## ИЗВЛЕЧЕННЫЙ ТЕКСТ
────────

Но все же хемингуэевский культ мачизма едва ли является выражением какого-то глубоко укорененного социокультурного института такого рода. Скорее это личный миф; другими словами, он говорит нам что-то фундаментальное не об американской семейной структуре, а лишь о самом Хемингуэе и его психологии, и формулировать его таким образом – значит начать задаваться вопросом, какую именно социальную функцию мог играть этот великолепный миф мужественности в жизни интеллектуалов вроде Хемингуэя и Мейлера. И действительно, американский интеллектуал стонет под двойным бременем социальной вины: сначала, как буржуа и американец, он обнаруживает себя глубоко и неразрывно вовлеченным в ценности контрреволюционного потребительского общества, ценности, которые он не может не презирать на чисто интеллектуальном уровне; а затем, будучи интеллектуалом, он оказывается отторгнутым и изгнанным из того самого делового общества, которое есть его среда, его публика и самой судьбой предначертанная ему арена, на которой совершается дело всей его жизни. Отсюда и стратегия мачизма: он обосновывает свою претензию на то, чтобы быть принятым обратно в коллектив, на более фундаментальном и физическом основании своего пола. Ведь принадлежность к мужскому полу объединяет его с бизнесменом (и с его рабочими); пол (и сопутствующие ему символические проявления в области личной храбрости, спорта, охоты и тому подобного) – единственная тема, на которую он может поговорить с ними, не ощущая себя чужаком и исключенным. Таким образом, это становится местом его самодраматизации и его попыток – посредством его работы фантазии – преодолеть напряжение его несчастного сознания и воссоединиться с социальным порядком.

────────

## ПРЕДОСТАВЛЕННЫЕ ДАННЫЕ
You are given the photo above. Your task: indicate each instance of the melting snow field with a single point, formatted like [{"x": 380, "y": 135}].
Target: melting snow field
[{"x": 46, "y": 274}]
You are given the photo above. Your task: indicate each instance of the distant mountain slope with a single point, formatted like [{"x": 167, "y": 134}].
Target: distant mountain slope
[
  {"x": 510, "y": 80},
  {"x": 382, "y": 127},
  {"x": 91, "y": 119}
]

────────

## ЗАДАНИЕ
Назовите, с кем, согласно извлеченному тексту, интеллектуала объединяет принадлежность к мужскому полу. Записи никак не связаны с извлеченным текстом.

## ПОЛЕ ОТВЕТА
С бизнесменом и с его рабочими.